Work to complete:
Each entry below needs to be reproduced exactly as given.

Given records:
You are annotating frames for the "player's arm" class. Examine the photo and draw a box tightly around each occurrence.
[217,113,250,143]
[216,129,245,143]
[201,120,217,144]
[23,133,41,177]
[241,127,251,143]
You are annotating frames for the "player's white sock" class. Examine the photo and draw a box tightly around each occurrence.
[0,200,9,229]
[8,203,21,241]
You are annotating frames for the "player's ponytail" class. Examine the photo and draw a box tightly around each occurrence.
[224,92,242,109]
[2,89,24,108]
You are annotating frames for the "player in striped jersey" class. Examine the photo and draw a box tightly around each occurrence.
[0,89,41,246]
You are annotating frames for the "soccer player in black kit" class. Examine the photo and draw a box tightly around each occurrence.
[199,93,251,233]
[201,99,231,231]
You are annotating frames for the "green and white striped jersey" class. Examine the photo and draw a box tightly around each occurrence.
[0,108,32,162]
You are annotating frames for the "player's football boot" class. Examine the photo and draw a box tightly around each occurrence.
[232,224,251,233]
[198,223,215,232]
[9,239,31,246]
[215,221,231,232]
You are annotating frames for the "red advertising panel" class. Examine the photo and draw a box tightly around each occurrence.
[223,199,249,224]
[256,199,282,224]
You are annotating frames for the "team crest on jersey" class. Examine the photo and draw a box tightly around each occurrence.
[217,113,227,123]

Task solution:
You are annotating frames for the "player's arm" class. Examine the photo and draw a box tightly around each occurrence.
[217,113,250,143]
[216,129,245,143]
[201,120,217,144]
[23,133,41,177]
[241,127,251,143]
You are annotating frames for the "player's white sock" class. Examine the photo and draw a box tightly around each occurrence.
[0,200,9,229]
[8,203,21,241]
You are annotating frames for the "player's ponytail" class. Examine the photo and draw a box tightly around each occurrence.
[224,92,242,109]
[2,89,24,108]
You are annotating frames for the "player in striped jersey" class. Examine the photo and draw a box tightly around each occurrence.
[0,89,41,246]
You are annotating frames for the "soccer player in black kit" class. Examine the photo and draw a box tightly around each occurrence.
[199,93,251,233]
[201,99,231,231]
You are annotating frames for the "green and white striped jersey" class. Examine the photo and draw a box tightly around each occurrence.
[0,108,32,162]
You are annotating frames for the "player's football boot" class. Examine the photo and draw a box tightly around each occurrence.
[232,224,251,233]
[198,223,215,232]
[9,239,31,246]
[215,221,231,232]
You are annotating frames for the "red advertising panel" class. Examine the photo and draw a box tightly around each occurrence.
[223,199,249,224]
[256,199,282,224]
You are annotating frames for the "team crest on jersey" class. Examine the photo and draw a box tightly around each occurrence.
[217,113,227,123]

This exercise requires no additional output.